__WHAT YOU NEED TO DO__: Transcribe every entry below word for word, leaving out the pictures.
== RAW DATA ==
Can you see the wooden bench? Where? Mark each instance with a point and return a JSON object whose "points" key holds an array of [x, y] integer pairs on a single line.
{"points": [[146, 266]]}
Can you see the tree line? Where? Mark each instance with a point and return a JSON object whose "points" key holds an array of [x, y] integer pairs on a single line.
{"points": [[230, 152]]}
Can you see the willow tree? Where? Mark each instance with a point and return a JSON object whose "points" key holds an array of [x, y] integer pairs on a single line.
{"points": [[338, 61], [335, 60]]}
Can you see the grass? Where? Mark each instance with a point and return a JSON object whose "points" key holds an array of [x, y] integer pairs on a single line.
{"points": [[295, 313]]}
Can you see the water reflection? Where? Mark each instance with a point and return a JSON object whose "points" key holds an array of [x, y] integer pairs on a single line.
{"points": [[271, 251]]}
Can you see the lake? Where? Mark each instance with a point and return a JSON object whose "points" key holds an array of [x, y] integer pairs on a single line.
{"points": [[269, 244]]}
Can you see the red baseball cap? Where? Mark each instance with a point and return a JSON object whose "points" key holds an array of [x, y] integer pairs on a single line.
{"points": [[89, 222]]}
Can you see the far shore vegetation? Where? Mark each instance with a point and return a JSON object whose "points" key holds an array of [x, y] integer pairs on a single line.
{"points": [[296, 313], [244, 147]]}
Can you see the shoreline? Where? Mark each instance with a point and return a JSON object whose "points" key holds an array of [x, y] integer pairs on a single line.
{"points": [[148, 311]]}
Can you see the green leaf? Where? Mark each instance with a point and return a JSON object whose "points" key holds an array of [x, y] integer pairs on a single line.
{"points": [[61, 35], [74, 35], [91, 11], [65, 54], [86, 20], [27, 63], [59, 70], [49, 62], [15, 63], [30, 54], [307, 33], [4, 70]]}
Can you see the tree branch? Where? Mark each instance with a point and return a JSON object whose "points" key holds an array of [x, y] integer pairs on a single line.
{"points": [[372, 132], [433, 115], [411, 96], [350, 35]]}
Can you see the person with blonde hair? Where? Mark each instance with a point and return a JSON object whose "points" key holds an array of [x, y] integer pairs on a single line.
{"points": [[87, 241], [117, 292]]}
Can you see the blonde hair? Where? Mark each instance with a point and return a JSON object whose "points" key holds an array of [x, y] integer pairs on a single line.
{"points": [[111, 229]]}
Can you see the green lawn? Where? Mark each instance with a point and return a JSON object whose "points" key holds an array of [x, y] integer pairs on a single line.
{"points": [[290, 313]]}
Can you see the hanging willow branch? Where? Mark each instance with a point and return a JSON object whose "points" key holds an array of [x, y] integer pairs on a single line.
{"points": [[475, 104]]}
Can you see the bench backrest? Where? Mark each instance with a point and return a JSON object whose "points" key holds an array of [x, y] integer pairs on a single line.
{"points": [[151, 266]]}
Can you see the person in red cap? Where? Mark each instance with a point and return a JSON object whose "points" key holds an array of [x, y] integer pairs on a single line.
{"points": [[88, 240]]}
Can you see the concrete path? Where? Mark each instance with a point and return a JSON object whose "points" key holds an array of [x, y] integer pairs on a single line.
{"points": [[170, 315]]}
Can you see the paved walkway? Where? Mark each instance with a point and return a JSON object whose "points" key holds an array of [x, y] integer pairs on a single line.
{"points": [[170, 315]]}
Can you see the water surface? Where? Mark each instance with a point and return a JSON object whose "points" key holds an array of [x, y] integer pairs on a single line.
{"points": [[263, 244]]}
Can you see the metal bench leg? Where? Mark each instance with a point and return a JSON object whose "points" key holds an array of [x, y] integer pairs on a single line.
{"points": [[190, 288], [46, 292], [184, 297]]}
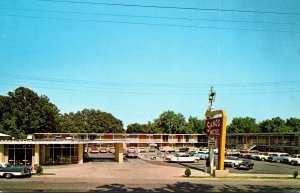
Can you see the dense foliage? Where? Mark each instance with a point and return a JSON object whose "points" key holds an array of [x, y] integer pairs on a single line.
{"points": [[90, 121], [24, 112]]}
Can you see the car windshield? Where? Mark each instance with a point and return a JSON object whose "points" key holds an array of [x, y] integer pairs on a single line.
{"points": [[9, 165]]}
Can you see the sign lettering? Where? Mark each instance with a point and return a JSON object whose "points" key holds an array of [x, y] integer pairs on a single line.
{"points": [[213, 127]]}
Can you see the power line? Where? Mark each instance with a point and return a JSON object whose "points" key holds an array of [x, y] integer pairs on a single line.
{"points": [[96, 84], [170, 7], [148, 24], [150, 17]]}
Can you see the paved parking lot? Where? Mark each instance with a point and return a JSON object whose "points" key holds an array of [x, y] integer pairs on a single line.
{"points": [[260, 167], [136, 175]]}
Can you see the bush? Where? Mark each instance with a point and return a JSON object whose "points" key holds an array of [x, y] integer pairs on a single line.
{"points": [[295, 174], [187, 172], [39, 170]]}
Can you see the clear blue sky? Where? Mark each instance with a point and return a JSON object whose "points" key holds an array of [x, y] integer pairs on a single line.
{"points": [[136, 61]]}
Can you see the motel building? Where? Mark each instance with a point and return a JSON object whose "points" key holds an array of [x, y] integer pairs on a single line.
{"points": [[70, 148]]}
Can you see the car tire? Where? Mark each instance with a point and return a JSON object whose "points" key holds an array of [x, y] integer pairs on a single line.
{"points": [[8, 176]]}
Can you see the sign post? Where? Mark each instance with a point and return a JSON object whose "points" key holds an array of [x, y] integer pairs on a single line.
{"points": [[216, 127]]}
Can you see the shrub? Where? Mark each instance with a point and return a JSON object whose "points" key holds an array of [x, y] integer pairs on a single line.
{"points": [[187, 172], [39, 170], [295, 174]]}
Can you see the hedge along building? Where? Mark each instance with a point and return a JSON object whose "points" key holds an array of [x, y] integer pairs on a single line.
{"points": [[47, 151], [65, 148]]}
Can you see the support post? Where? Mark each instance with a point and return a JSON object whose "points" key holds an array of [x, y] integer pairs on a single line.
{"points": [[119, 152], [1, 152], [43, 154], [37, 154], [80, 153]]}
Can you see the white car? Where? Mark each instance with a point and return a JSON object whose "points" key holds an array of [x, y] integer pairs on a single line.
{"points": [[289, 159], [202, 154], [232, 161], [182, 157], [261, 156]]}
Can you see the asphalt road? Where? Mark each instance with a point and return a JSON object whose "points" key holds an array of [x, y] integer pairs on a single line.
{"points": [[260, 167], [61, 184], [137, 175]]}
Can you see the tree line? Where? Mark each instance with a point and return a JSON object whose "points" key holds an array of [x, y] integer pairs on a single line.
{"points": [[24, 112]]}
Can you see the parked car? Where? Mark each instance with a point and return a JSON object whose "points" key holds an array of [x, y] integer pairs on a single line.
{"points": [[295, 161], [247, 153], [261, 156], [7, 170], [183, 149], [277, 157], [202, 155], [232, 161], [132, 152], [232, 152], [246, 165], [288, 159], [182, 157], [94, 149]]}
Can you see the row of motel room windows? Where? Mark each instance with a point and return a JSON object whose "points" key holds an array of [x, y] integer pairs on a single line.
{"points": [[23, 155]]}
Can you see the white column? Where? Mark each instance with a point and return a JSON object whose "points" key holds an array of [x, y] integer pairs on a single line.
{"points": [[80, 153], [1, 152], [37, 154]]}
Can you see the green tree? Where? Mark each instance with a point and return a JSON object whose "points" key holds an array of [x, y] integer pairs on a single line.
{"points": [[243, 125], [24, 112], [90, 121], [294, 124], [137, 128], [194, 125], [276, 124], [170, 122]]}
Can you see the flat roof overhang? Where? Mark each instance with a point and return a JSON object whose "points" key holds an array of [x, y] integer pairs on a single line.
{"points": [[21, 142]]}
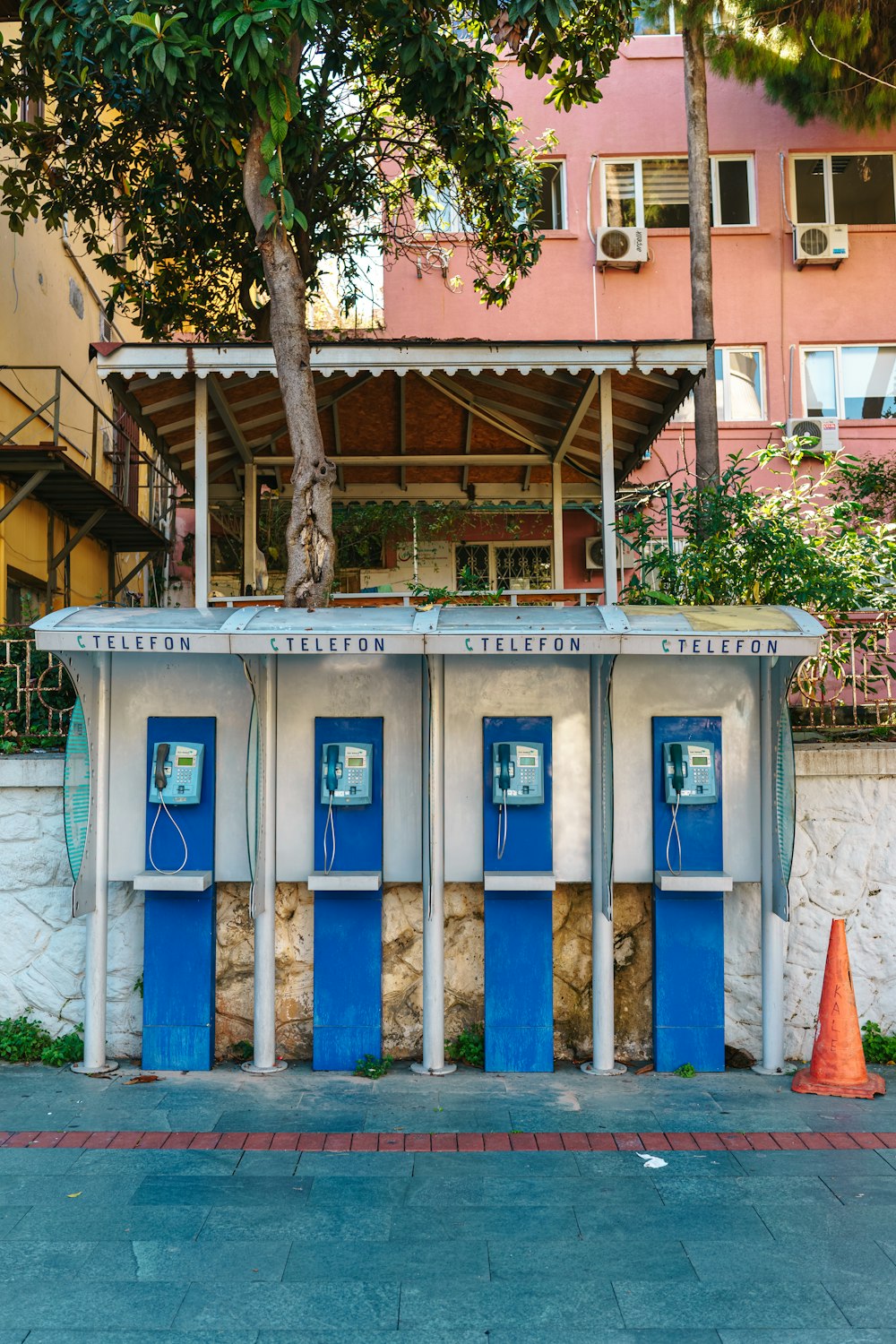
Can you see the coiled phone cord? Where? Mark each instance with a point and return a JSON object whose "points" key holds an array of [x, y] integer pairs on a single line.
{"points": [[330, 825], [167, 873], [677, 835], [503, 817]]}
===
__TASK SOLUTION__:
Can you see the wooden bench? Where? Mark each instance with a point and return a JSON object whose "points" key holds an array of [x, y] integer pairs on a single line.
{"points": [[146, 266]]}
Can you see the tree line? Where? Mark each instance with a point and return a JSON object whose "points" key holds an array of [x, y] integer pairs on a single line.
{"points": [[230, 152]]}
Can you see the willow tree? Where? Mark each instance with a point and return a JSON object whose "points" key holds an array of [x, y] integer pairs on a single line.
{"points": [[338, 61], [335, 60]]}
Can you see the grass? Where? Mark each instance with a point and return a JSON object whose "points" key holds an array of [x, y] integer pairs on a single line.
{"points": [[295, 313]]}
Can you see the water reflection? Where? Mark each instance with a point and return a JSON object whose "points" key holds an array of [x, y] integer pairs on a single line.
{"points": [[271, 251]]}
Can you see the lake? Where? Mark each instance with a point and return a JSON object whose "points" key holds an array of [x, y] integer pairs on a single line.
{"points": [[269, 244]]}
Can you see the red baseball cap? Where? Mark each instance with a point and return a JSON object whose "points" key holds an array of [x, y] integer pairs on a single line.
{"points": [[89, 222]]}
Can you see the far shore vegetation? Where? Mark each instance with a point and return a JSON object whose "points" key holds an array of [x, y] integer pairs on a single line.
{"points": [[296, 313], [244, 147]]}
Can you see the shoreline? Where? Mark each instance with a point and return a JSON object whose "points" key holds an array of [x, y] integer pairs on a single line.
{"points": [[148, 311]]}
Can you see the green leaf? Where? Mark each instance with a point and return a JSON object whose "points" key holds an array of [x, y] integer pairs on a single line.
{"points": [[61, 35], [74, 35], [91, 11], [65, 54], [86, 20], [27, 63], [59, 70], [49, 62], [15, 63], [30, 54], [307, 33], [4, 70]]}
Can you see the tree branch? Where? Mark each instance with a point and return a JSON object whose "points" key holds an array of [x, y] integer pairs on a single line.
{"points": [[372, 132], [433, 115], [411, 96], [350, 35]]}
Can you see the person with blonde hair? Where? Mark each instance with a point and return a JSON object whose "points" key holds an array of [x, y] integer pairs on a single line.
{"points": [[87, 241], [117, 292]]}
Can you see the blonde hair? Where? Mark each instance with a point and return a JSON object whose "points" key holds an array of [x, y] integer pairs on a single line.
{"points": [[111, 229]]}
Can you see the green lawn? Where? Mark each instance with a point and return a JSON object whose "points" key holds an array of [x, y] integer pairs on a single line.
{"points": [[290, 313]]}
Can you see the hanging willow branch? Where? Mark each instance with a point and return a JSON object whose "points" key holds an array of [x, y] integer pairs on a single line.
{"points": [[475, 104]]}
Can you see the bench backrest? Where? Mark each instance with a point and return a JSON object whose "points" key holds an array of [x, y] integer pairs on a single line.
{"points": [[151, 266]]}
Can you see the person in red cap? Where? Mark each instance with a point and return a JSON object whose "points" key holds an array of [x, y] integer pairs on a single line.
{"points": [[88, 240]]}
Can you see the concrete path? Where? Mark each instance with a point and return a JSON object whose "points" key holds an array of [x, y] integer pairs on a single line.
{"points": [[170, 315]]}
Can you see the paved walkway? Where? Mark each instance with a point and return a JSON object whose "points" key holds an array of [x, y] integer pairs on a single line.
{"points": [[170, 315]]}
Can you see the water surface? Where? Mark each instance with a point and return a JSON object whose "points" key holds an array of [x, y] integer pairs on a single line.
{"points": [[263, 244]]}
Can you see the metal bench leg? Where? Mark each instance with a point and return a JSON object whose "points" key holds an array of [x, y] integer pairs on a single line.
{"points": [[190, 288], [46, 292], [184, 297]]}
Can you see the dense foliage? Where? Mark each instance with a point and return a JSON object whose "points" key holds an array of [x, y] integer pairs on a single line.
{"points": [[90, 121], [24, 112]]}
Can you see the car windshield? Where? Mark each instance with a point and return a JSON object whose "points" key holds an array of [x, y] integer pairs on a single line.
{"points": [[9, 165]]}
Can you see the sign lettering? Where? Mark each instance with a point and return a JSON object whose "points" key holds an array of [x, y] integer pairs on a single line.
{"points": [[213, 127]]}
Can you see the power line? Where? Mark each instance with a point and return a JSON object whose "points" key holds an array of [x, y] integer pairs on a single line.
{"points": [[96, 84], [170, 7], [148, 24], [150, 17]]}
Can you see the paved parking lot? Where? Mark each instance with a point and return a JSON object whose "points" key holds an array of [x, y] integer pairs on a single line.
{"points": [[260, 167], [136, 175]]}
Can you see the bush? Where? Mark each instance with a point and return a JSON object whose "points" key holds an array of [x, y] integer pairs on a single line.
{"points": [[295, 174], [187, 172], [39, 170]]}
Can you see the clear blue sky? Where? Mark each instance with a point and return a JSON object whose "points" key holds an array of [x, y] integer pairs on a single line.
{"points": [[136, 61]]}
Can you see the motel building? Where? Mark each instance with a point and return a JSON object whose "points" key holds an array of [x, y] integer pairs on a single line.
{"points": [[70, 148]]}
Can you see the car tire? Where? Mark each instance with a point and return a JSON object whose "points" key holds an array of [x, y] integer pairs on a single line.
{"points": [[8, 176]]}
Can you see the sign post? Where? Mark each instance with a point and return a JSON object whose "points" key holds an array of [x, y] integer pairs on a single line.
{"points": [[216, 127]]}
Can you see the shrub? Where? Mark each instance with a point and return a JSON object whose "points" key holds an array of [x, y] integer pairs on a single line.
{"points": [[187, 172], [39, 170], [295, 174]]}
Can you see the hedge along building? Where? Mark each instance with a point and return a JSON object whose "points" key holds an array of [x, y] integer pairs on a single line.
{"points": [[47, 151], [65, 148]]}
Can you see the support post? Where? Mark each instance with a point and return a JSON object whose "points" key holds an array of [x, y] integer pairs on a single line.
{"points": [[119, 152], [1, 152], [43, 154], [37, 154], [80, 153]]}
Can you see the white car? Where? Mark each instance with a point and return a JSON object whose "points" key holds an array of [x, y] integer pairs on a single line.
{"points": [[289, 159], [202, 154], [232, 161], [182, 157], [261, 156]]}
Can you see the asphalt road? Where? Mark each instance with a point and return a JSON object whose "points" key holds an array of [x, y] integer pairs on a single line.
{"points": [[260, 167], [61, 184], [137, 175]]}
Can you see the tree line? Where? Mark each instance with a point and return a JSON object whose "points" key holds an array of [x, y] integer pairs on a single line.
{"points": [[24, 112]]}
Can you see the parked car? Where? Mark each instance with a point and return a JSON object whose "points" key holds an array of [x, y] integer pairs on a single line.
{"points": [[295, 161], [247, 153], [261, 156], [7, 170], [183, 149], [277, 157], [202, 155], [232, 161], [132, 152], [232, 152], [246, 165], [288, 159], [182, 157], [94, 149]]}
Can you see the row of motel room windows? Where? Mark each instance with a point and return a JSON object whose "points" key holds an array of [x, y] integer pairs on a single line.
{"points": [[23, 155]]}
Can you see the white column? Where? Mark each instance with a point and return a JSON object whose "points" key holds an array of [x, y] integer pairs on a single line.
{"points": [[80, 153], [1, 152], [37, 154]]}
Can you see the green tree? Where? Mark each instance with a point and return a JSON object whose "points" key holds an array of [x, y] integer pairs on a single line.
{"points": [[243, 125], [24, 112], [90, 121], [294, 124], [137, 128], [194, 125], [276, 124], [170, 122]]}
Can you see the flat roof overhang? Where? Mark each instance with a point and return a JSON object whose "points" key holds an array of [x, y] integer pairs on a single line.
{"points": [[21, 142]]}
Can you see the coiled phone cord? Where? Mark each instance with a point and return a JSON object whose "points" key holds an array of [x, y] integer pairs on a single line.
{"points": [[330, 825], [167, 873], [677, 835], [503, 817]]}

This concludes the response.